• _Passage for review_:
☆ ☆ ☆ ☆

After graduation, Shunsō was commissioned by the Imperial Household Museum (now the Tokyo National Museum) to copy important religious paintings at Buddhist temples in Kyoto and Nara, and he also became a teacher at the Tōkyō Bijutsu Gakkō (present-day Tokyo University of the Arts)). In 1898, he joined Okakura Tenshin in establishing the Nihon Bijutsuin. From 1903 to 1905, he traveled extensively overseas, holding exhibitions of his works in India, the United States and in Europe.
After his return to Japan, Shunsō successfully competed in many national exhibitions in Japan, including the government-sponsored Bunten.
Shunsō developed a new painting method, derogatorily named by his contemporaries as moro-tai (vague style). This new method used a gradation of colors to replace the line drawings that characterized traditional Japanese-style painting. This new style, however, gained little support from Shunsō's contemporaries and was severely criticized by art critics. Shunsō came to realize that while moro-tai was effective in depicting such scenes as morning mist and evening glow, its color gradation technique proved good only for those limited motifs. Shunsō began integrating his original moro-tai with line drawing to overcome this disadvantage, and his later works exhibit a new style which came to typify the Nihonga genre, distinguishing it from the more restrictive styles of traditional Japanese-style painting.

☆ ☆ ☆ ☆

• _Data extract_:
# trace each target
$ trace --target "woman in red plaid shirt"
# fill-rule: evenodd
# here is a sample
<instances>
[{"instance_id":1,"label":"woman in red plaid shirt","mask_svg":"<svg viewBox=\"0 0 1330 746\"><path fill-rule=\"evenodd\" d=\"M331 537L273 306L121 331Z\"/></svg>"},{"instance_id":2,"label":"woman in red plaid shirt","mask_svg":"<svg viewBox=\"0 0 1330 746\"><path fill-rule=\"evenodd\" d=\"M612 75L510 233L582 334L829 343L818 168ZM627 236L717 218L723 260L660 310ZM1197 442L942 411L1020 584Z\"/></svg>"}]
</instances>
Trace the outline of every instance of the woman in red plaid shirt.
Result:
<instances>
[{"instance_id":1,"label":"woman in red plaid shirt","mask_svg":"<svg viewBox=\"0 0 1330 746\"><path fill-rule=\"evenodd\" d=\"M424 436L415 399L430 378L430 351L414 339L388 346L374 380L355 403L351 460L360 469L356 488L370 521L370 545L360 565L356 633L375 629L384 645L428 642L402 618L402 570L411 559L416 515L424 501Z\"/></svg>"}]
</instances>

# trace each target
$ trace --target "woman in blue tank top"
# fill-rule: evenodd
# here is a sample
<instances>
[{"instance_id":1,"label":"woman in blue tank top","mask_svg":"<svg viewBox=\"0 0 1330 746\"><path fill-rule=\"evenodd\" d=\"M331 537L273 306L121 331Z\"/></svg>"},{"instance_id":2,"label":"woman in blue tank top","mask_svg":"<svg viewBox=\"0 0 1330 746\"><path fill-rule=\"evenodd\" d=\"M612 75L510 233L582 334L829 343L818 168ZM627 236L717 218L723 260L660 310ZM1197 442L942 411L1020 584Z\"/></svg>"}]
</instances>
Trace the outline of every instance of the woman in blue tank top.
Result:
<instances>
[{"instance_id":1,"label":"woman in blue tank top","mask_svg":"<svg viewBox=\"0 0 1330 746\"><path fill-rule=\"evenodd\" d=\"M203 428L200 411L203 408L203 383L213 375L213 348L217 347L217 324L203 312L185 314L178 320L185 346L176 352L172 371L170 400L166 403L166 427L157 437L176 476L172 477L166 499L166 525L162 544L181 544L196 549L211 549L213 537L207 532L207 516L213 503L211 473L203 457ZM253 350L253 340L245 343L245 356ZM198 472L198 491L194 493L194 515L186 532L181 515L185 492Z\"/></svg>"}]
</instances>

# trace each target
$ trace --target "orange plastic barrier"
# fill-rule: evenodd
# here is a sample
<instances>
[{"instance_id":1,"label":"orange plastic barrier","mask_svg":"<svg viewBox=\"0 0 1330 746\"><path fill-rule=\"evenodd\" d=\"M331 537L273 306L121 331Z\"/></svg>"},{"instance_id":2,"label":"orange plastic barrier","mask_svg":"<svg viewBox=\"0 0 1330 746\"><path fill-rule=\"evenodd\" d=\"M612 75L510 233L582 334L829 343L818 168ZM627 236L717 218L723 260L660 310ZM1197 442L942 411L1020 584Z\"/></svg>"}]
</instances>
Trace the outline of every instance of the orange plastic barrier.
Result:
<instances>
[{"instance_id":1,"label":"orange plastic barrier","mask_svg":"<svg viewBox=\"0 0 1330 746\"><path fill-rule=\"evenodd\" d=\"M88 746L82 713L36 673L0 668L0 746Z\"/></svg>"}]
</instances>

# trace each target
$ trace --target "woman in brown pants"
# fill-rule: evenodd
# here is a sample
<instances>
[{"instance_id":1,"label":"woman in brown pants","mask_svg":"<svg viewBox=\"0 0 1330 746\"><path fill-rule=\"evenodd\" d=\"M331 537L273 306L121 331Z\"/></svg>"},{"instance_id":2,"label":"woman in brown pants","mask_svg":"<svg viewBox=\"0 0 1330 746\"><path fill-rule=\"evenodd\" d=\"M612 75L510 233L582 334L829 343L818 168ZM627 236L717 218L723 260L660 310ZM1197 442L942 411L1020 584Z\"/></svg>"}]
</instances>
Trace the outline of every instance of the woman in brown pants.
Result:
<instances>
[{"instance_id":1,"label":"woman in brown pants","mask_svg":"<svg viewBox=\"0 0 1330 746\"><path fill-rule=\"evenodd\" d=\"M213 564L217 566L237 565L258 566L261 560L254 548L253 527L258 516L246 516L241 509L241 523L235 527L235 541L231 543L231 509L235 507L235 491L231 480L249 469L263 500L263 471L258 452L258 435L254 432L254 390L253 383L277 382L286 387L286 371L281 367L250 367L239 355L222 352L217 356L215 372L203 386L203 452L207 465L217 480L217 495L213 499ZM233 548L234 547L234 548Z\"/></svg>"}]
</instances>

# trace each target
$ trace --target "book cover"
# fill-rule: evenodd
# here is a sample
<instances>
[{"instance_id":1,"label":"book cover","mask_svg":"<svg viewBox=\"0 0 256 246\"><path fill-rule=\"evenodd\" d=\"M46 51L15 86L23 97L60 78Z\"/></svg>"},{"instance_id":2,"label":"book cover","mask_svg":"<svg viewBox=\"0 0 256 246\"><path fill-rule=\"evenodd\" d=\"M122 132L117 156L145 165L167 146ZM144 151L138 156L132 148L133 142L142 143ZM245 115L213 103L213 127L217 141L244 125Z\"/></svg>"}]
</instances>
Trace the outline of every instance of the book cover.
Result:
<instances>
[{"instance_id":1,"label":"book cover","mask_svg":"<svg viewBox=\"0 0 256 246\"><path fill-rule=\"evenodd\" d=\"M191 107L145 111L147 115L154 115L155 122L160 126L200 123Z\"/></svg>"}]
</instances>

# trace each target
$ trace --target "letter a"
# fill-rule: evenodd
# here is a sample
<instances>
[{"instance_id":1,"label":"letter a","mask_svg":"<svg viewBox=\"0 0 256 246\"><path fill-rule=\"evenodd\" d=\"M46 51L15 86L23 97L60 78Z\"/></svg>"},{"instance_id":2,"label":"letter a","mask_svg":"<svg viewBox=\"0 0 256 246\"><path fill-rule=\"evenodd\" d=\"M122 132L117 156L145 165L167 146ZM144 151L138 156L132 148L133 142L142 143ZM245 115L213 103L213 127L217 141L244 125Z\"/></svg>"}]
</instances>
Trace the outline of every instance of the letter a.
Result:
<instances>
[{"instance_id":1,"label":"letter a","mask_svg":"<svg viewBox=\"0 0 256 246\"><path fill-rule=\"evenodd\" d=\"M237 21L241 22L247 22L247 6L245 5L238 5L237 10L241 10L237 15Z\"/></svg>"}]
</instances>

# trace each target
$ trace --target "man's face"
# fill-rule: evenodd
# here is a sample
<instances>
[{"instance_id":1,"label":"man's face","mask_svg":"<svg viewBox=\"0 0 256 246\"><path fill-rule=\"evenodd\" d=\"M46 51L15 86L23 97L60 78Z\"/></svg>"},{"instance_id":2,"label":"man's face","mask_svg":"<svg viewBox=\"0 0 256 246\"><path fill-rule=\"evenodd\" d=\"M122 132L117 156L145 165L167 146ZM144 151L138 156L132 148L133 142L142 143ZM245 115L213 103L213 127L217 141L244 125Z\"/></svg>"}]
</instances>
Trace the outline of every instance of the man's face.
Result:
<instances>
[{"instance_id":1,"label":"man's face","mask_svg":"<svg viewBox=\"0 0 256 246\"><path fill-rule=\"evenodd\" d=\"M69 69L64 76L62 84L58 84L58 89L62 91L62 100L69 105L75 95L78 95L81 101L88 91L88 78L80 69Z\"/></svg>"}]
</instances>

☆ ☆ ☆ ☆

• _Task item 1_: From the passage on Shunsō, extract the text between "Shunsō developed a" and "of traditional Japanese-style painting.", inclusive.
• _Task item 2_: In the passage on Shunsō, what did the moro-tai method use in place of the line drawings of traditional Japanese-style painting?

• _Output 1_:
Shunsō developed a new painting method, derogatorily named by his contemporaries as moro-tai (vague style). This new method used a gradation of colors to replace the line drawings that characterized traditional Japanese-style painting. This new style, however, gained little support from Shunsō's contemporaries and was severely criticized by art critics. Shunsō came to realize that while moro-tai was effective in depicting such scenes as morning mist and evening glow, its color gradation technique proved good only for those limited motifs. Shunsō began integrating his original moro-tai with line drawing to overcome this disadvantage, and his later works exhibit a new style which came to typify the Nihonga genre, distinguishing it from the more restrictive styles of traditional Japanese-style painting.

• _Output 2_: A gradation of colors.